-- START Passage --

Internet Explorer 9 Anti-Tracking System Gets Thumbs Up

Dennis Faas's picture

A new feature in Internet Explorer is a major boost for Microsoft's web browser "Tracking Protection" system. The feature, which will debut in Internet Explorer 9, is a response to calls by the Federal Trade Commission (FTC) for Internet to make it easier for users to opt out of being tracked online.

The FTC doesn't want sites to ditch all tracking activities, but rather desires site visitors to have the power to prevent their details being passed on to third parties. This is most relevant with advertising; for example, if a company wants to display an advertisement based around the particular topics a user has looked at on a website.

Customized Do Not Track List Involved

The Microsoft system involves users setting up a Do Not Track list, with sites they don't want their information shared with.

If the system works as designed, the browser will automatically block any attempt to share details with sites on the list. That's in contrast to the original FTC proposal, where the browser would merely display a request to sites and it would be up to the site producers to decide whether to take any notice.

-- END Passage --
-- START Collected data --

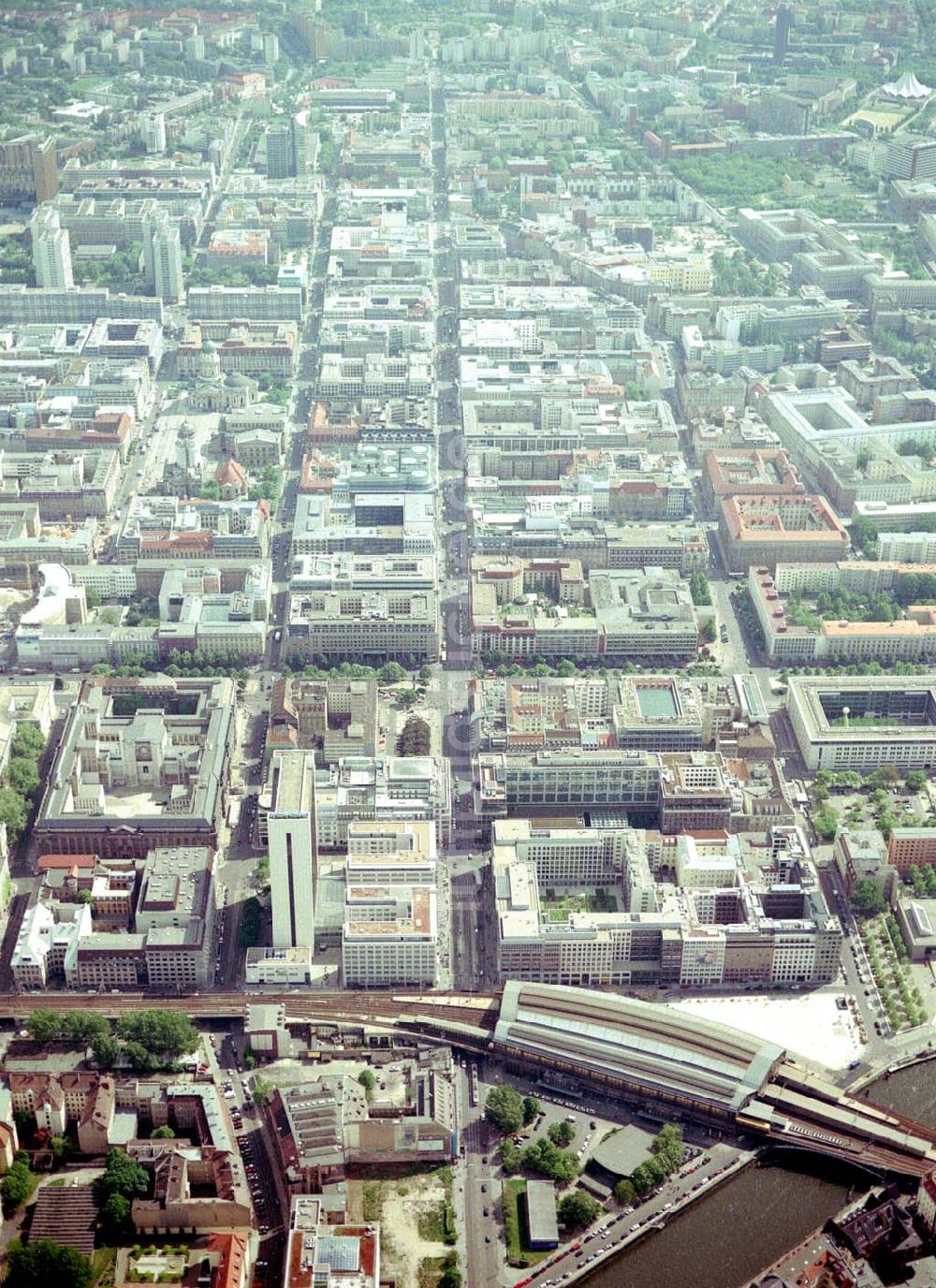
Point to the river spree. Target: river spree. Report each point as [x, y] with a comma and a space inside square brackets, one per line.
[724, 1240]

-- END Collected data --

Exercises to complete -
**A.** Reproduce part of the Internet Explorer 9 article, beginning with "If the system" and stopping after "take any notice.".
**B.** Please answer these questions from the Internet Explorer 9 article:
(i) Which agency called for making it easier for users to opt out of being tracked online?
(ii) What list do users set up in the Microsoft system?
(iii) Under the original proposal from that agency, what would the browser do?

Results of the exercise -
**A.**
If the system works as designed, the browser will automatically block any attempt to share details with sites on the list. That's in contrast to the original FTC proposal, where the browser would merely display a request to sites and it would be up to the site producers to decide whether to take any notice.

**B.**
(i) The Federal Trade Commission (FTC).
(ii) A Do Not Track list, with sites they don't want their information shared with.
(iii) It would merely display a request to sites, leaving it up to the site producers to decide whether to take any notice.